----- PASSAGE GIVEN -----
I got to Wychwood Barns, off Christie, south of St Clair just after 2pm. There were already other volunteers there – grinding boar, making tiny rhubarb pickles. A little nervous, I was given an apron and my first task. Pearling carrots. Oh? Don’t you pearl your carrots? Well, it’s simple, really. First you peel the carrots, and then with a melon baller the size of a pea, you scoop out the flesh into tiny pearls. I am not kidding.
“I am doing this gruesome task without complaint, because I know the next job you give me will be super awesome.” I reported cheerfully when Chef came to check up on me. He smiled, while picking out any pearls that were not absolutely round. “Here we strive for perfection. Attention to detail. It’s the details that make the difference.”
After an hour of “pearling”, I passed the mini melon baller onto an unsuspecting volunteer.
I was at The Stop Community Food Centre’s Green Barn, having volunteered to help prepare a gourmet five course meal for forty people. Funds raised through ticket sales go directly to The Stop. The Stop strives to eliminate hunger in its community through not only its food bank, but food education programs for families and children. The food cultivated from their greenhouse and gardens not only provide nourishment, but an understanding of where our food comes from – a connection to both the produce itself and the community.
Chris Brown, former executive chef at the once amazing Perigee in the Distillery District runs the show here. For this particular event he partnered with Bertrand Alepee, of the former delectable Amuse Bouche on Tecumseh. The menu was divine, if not slightly aggressive. Two formidable chefs and six volunteers – who made up for their lack of experience in professional kitchens with their desire to learn. There was a lot to do in only four hours.
Bertrand gave me my next task, also with carrots. He wanted them shaved into strands, not too thick, not too thin. He painstakingly adjusted the mandolin until it delivered the shreds that met with his approval. The shreds were to be fried until crispy, garnish for the Digby Scallop Carpaccio with Sweet and Sour Rhubarb Pickle. “You must keep re-adjusting, they all need to be exactly the same size.” He advised/warned me in his charming Parisian accent. “And don’t cut your fingers off.” Right, got it. I entered a sort of zen-like state, shaving the gorgeous multi-coloured heirloom carrots. It was zen except for the focusing on not cutting my fingers off part.
----- SOURCE MATERIAL -----
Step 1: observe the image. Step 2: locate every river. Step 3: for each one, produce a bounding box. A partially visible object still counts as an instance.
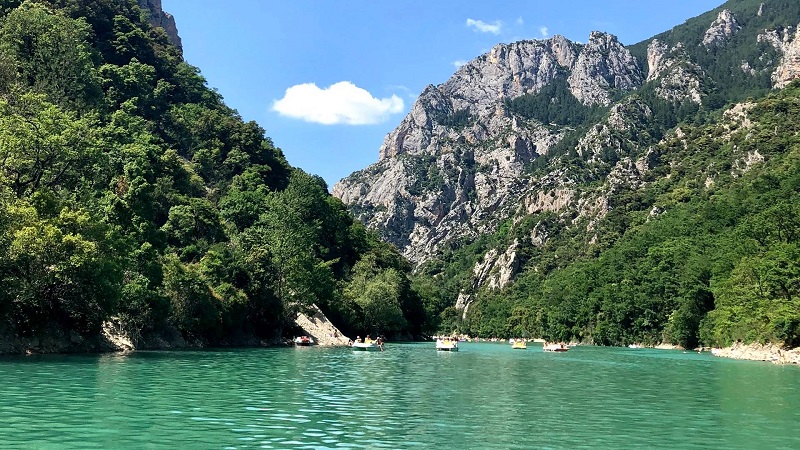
-----
• [SET TASK] In the account of volunteering at the Green Barn, what dish were the fried carrot shreds meant to garnish?

• [RESPONSE TO THE EXERCISE] The Digby Scallop Carpaccio with Sweet and Sour Rhubarb Pickle.